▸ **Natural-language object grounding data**
^^^^^^^^
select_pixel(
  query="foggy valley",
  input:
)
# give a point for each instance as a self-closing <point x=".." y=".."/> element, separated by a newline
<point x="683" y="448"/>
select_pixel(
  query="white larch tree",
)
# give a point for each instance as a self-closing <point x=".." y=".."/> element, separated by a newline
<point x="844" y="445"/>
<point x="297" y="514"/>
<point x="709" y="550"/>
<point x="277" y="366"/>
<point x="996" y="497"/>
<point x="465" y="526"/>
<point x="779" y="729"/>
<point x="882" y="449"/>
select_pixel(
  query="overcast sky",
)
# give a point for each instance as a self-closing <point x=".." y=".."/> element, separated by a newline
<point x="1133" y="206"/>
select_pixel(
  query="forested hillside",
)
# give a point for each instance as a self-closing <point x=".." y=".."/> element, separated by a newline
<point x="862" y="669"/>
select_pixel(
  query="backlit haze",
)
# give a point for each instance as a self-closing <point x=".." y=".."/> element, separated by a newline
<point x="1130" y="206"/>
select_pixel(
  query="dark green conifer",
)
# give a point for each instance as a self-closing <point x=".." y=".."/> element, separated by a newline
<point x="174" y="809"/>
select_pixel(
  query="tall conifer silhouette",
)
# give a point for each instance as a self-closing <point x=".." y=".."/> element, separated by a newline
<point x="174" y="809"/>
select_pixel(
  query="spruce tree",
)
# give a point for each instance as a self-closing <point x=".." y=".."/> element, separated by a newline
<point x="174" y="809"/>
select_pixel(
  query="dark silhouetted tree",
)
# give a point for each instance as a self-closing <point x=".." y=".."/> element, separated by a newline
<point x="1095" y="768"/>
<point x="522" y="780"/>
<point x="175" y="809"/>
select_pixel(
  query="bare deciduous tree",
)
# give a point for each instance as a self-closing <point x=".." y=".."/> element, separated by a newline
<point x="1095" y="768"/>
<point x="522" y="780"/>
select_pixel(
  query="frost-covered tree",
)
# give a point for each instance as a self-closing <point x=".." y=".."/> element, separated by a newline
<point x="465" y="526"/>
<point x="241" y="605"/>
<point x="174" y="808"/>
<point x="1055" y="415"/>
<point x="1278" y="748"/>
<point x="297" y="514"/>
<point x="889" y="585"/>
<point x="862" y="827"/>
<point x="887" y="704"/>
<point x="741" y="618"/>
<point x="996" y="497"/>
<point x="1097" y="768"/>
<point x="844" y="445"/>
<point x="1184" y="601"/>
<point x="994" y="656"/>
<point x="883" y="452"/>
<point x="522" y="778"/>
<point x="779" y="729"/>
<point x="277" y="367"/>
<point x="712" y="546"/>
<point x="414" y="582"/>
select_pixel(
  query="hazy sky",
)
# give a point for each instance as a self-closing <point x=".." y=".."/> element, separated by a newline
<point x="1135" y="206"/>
^^^^^^^^
▸ **Exercise instructions**
Pull every line containing "tree" out of the data above.

▸ **Finished exercise**
  query="white larch tree",
  query="spruce tree",
  query="dark silhouetted tree",
  query="bare deciduous tree",
  query="frost-covered tree",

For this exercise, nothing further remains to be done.